[TEXTO EM ESTUDO]
+++
Joana Pereira Lima veio ao mundo para
extrair da força dos braços a vida. Em Outubro de 2016, a chefe de
parteira, lendária do município de São Salvador do Mundo, completou 80
anos de idade. Há apenas cinco anos deixou o trabalho de parteira. A vida de
Dona Joaninha, como é conhecida, não teve sossego um só dia, enquanto velhice
era futuro distante. Mas nos últimos anos Dona Joaninha vê os dias nascerem
entre os espaços de algumas telhas, as frestas da janela da sala e a porta,
quando aberta.
“Não dormia um sono”. Chegava em casa,
tomava banho e partia rumo às contracções do útero, onde quer que elas
estivessem e não importava como chegaria. Em virtude dessas andanças, herdou da
disposição e da coragem juvenil algumas quedas. Amargava também problemas nas
articulações e algumas dores de cabeça.
Às vezes, as mulheres chegavam a sua
porta e nem dava tempo de ir ao hospital e ali decorria o parto. Mas tantos
tombos e cansaço, eram recompensados quando no peito de suas mãos batia um
coração feito de “pequeneza”, como é o corpinho de um recém-nascido.
Nascida em 1936 na cidade
da Praia, pelo cruzamento de Joaquim Furtado de Lima e Maria da Conceição Pereira.
Dona Joaninha – morena baixinha – foi obrigada a viajar até a pequena
comunidade de S. Salvador do Mundo pois as aventuras na Cidade representava
alto risco à sua moçindade. É a mais velha dos cinco irmãos. Desses apenas uma
irmã está respirando o ar puro da nossa mãe natureza, para ajudá-la a viajar no
tempo e delinhar os traços da vida de Dona Joaninha. Uma história de plena
simplicidade e sabedoria.
Quem tem a luz própria sempre
brilhará independentemente do lugar ou ocasião, “eu era muito respeitada pela
comunidade médica e não só, mas também muito invejada por muitas, as quais a
Nossa Senhora do bom parto não atribuíram o mesmo dom”. O ofício do parto, por incrível que pareça, não foi
ensinado pela mãe, que também era chefe de parteira e dizia antes de morrer que
não queria ver a filha seguir os passos de suas mãos.
Aos 17 anos e 3 dias de
casada, Dona Joaninha fez o primeiro parto de um número que sequer a lucidez
das lembranças permitia contar com exactidão, Mas se recordava bem do dia em que
chegou uma mulher a sua casa passando mal. Estava prestes a dar a luz. “Quem me
conduziu (no parto) não era desta terra”, falava com naturalidade.
Da vida reclama, além das
dores da idade, a crueza do esquecimento: “Eu pensei que quando adoecesse, eu
seria acolhida, já que cuidei do mundo. Esqueceram-se de mim, ainda que tenho
feito parte de um momento marcante da vida de muitas pessoas”.
+++
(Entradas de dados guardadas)
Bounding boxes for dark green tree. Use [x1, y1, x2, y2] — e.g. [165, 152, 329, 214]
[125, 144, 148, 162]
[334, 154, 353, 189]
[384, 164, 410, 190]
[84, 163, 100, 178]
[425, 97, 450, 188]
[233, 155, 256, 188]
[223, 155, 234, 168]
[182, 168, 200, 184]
+++
[ENUNCIADO]
Cite textualmente, do texto sobre Dona Joaninha, o trecho que começa em "Às vezes, as" e termina em "de um recém-nascido.", incluindo ambos. Estes registos provêm de uma fonte distinta da do texto.

[RESULTADO DO EXERCÍCIO]
Às vezes, as mulheres chegavam a sua
porta e nem dava tempo de ir ao hospital e ali decorria o parto. Mas tantos
tombos e cansaço, eram recompensados quando no peito de suas mãos batia um
coração feito de “pequeneza”, como é o corpinho de um recém-nascido.